[Work request]: What lines of the data below hold the string "flower"? Copy each one out.

(Extracted data entries)

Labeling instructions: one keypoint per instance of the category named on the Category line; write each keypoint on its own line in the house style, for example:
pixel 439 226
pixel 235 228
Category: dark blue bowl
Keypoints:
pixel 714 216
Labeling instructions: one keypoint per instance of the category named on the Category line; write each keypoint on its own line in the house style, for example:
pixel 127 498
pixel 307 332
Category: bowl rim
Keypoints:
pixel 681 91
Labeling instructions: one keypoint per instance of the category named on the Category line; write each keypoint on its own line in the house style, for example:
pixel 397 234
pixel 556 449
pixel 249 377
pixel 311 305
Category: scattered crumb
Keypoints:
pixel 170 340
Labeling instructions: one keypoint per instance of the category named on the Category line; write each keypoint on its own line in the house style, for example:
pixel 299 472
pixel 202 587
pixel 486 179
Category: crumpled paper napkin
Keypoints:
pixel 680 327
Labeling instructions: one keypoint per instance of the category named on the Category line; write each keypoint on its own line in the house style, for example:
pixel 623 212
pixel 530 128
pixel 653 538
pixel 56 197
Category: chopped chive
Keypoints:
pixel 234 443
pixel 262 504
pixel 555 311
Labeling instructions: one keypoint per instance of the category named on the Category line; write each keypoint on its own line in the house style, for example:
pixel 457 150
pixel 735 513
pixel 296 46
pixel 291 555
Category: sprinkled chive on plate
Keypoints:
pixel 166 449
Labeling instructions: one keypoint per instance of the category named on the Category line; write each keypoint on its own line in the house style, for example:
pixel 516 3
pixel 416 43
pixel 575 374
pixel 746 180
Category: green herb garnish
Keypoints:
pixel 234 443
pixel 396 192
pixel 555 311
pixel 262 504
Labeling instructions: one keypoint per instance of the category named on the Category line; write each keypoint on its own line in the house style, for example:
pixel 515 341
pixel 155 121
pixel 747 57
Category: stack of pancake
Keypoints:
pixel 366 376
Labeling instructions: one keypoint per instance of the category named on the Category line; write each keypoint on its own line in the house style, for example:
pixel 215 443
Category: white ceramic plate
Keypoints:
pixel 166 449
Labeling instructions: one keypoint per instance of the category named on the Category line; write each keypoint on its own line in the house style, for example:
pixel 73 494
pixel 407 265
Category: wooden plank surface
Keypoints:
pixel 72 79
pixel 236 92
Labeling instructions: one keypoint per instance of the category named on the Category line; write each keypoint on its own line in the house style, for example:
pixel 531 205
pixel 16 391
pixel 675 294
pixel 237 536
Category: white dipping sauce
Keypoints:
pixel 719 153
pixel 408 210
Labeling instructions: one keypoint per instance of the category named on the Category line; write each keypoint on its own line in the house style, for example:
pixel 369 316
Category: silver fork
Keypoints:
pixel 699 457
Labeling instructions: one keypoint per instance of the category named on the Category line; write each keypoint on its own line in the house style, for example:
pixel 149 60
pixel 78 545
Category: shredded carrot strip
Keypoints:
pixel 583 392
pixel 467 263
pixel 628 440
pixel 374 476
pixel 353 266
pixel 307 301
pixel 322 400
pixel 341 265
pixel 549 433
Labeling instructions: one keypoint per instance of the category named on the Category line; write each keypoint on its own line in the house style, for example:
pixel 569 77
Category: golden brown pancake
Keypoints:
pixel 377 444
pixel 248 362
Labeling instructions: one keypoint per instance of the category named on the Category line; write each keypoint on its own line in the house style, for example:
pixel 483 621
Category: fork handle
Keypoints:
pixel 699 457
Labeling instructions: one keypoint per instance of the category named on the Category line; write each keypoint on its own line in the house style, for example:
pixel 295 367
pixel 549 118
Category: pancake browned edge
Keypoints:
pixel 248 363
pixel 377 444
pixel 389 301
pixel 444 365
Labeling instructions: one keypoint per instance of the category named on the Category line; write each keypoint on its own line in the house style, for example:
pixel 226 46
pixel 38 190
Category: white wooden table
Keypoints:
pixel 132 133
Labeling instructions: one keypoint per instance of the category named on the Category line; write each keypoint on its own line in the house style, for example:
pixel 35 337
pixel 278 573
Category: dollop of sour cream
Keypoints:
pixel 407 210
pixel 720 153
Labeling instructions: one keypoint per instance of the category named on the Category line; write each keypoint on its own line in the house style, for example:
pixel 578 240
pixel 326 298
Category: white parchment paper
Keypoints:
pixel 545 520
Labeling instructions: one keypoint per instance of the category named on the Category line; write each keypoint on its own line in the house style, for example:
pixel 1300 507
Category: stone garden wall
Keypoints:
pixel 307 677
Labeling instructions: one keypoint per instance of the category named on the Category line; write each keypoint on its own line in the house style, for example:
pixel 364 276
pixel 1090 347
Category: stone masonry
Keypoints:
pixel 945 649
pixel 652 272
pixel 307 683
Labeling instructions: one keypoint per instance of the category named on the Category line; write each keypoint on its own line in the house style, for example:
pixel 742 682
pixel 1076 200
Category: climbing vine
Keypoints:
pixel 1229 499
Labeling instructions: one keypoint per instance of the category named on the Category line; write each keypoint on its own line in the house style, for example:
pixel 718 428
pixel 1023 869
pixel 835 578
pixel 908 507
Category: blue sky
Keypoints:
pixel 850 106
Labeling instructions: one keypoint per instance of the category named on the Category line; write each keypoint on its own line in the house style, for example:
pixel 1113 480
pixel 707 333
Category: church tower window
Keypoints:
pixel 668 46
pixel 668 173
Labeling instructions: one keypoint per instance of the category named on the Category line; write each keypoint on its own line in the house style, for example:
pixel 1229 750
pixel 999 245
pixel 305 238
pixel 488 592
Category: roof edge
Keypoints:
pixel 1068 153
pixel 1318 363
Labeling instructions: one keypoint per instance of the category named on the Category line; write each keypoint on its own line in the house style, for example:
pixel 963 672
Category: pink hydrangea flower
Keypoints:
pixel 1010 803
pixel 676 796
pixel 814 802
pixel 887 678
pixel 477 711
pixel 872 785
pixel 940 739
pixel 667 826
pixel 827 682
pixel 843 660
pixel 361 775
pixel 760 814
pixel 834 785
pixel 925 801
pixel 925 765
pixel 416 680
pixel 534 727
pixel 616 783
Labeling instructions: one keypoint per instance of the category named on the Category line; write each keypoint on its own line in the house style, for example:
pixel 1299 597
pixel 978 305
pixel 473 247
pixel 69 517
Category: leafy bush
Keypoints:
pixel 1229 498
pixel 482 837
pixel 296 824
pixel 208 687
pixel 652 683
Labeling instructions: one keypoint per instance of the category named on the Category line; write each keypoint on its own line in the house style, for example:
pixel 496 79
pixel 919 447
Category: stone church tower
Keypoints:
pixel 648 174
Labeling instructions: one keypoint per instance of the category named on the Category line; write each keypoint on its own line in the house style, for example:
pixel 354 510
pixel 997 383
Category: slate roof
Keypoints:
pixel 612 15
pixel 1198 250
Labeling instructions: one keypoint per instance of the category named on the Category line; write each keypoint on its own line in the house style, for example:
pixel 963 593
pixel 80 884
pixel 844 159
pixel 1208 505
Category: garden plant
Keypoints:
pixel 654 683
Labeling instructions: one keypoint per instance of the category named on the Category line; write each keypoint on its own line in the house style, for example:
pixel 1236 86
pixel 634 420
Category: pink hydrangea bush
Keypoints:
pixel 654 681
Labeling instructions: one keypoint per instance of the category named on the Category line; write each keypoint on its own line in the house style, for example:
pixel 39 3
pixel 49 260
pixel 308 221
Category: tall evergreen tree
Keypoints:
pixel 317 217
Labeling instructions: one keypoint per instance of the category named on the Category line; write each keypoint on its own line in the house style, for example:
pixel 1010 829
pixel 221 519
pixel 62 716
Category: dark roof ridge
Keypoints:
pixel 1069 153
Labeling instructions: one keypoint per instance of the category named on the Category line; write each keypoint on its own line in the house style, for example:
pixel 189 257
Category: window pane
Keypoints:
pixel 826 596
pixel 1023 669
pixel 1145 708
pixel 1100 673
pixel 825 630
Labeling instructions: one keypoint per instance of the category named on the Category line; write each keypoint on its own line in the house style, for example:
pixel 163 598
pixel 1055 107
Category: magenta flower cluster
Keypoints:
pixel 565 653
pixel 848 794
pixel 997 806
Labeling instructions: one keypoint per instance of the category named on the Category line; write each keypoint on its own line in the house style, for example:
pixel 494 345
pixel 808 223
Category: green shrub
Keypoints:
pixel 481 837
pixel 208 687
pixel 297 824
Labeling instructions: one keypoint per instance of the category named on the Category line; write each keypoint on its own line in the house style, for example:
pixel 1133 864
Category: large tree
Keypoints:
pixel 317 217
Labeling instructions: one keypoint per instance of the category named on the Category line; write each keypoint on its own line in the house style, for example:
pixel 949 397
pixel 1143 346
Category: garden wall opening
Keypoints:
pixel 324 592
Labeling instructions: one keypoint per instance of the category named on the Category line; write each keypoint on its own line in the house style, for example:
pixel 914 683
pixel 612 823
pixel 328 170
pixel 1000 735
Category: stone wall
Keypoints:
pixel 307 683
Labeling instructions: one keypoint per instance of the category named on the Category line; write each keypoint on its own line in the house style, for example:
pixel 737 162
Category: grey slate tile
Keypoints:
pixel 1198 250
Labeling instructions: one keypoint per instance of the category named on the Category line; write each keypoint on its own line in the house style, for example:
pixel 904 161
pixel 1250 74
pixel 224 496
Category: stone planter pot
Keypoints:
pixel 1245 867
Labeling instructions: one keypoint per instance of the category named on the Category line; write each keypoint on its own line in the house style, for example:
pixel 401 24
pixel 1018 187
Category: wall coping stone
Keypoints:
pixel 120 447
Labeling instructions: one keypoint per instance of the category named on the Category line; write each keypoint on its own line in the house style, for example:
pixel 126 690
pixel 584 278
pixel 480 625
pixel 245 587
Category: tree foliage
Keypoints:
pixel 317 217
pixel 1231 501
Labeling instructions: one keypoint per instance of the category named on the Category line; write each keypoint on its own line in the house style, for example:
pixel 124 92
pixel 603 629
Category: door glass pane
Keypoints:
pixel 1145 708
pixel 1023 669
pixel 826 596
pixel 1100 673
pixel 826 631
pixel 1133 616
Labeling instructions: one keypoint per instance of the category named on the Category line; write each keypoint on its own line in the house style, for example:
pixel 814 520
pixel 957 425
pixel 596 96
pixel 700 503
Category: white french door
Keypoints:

[Solution for this task]:
Category: pink hydrangea flower
Category: magenta flower cluster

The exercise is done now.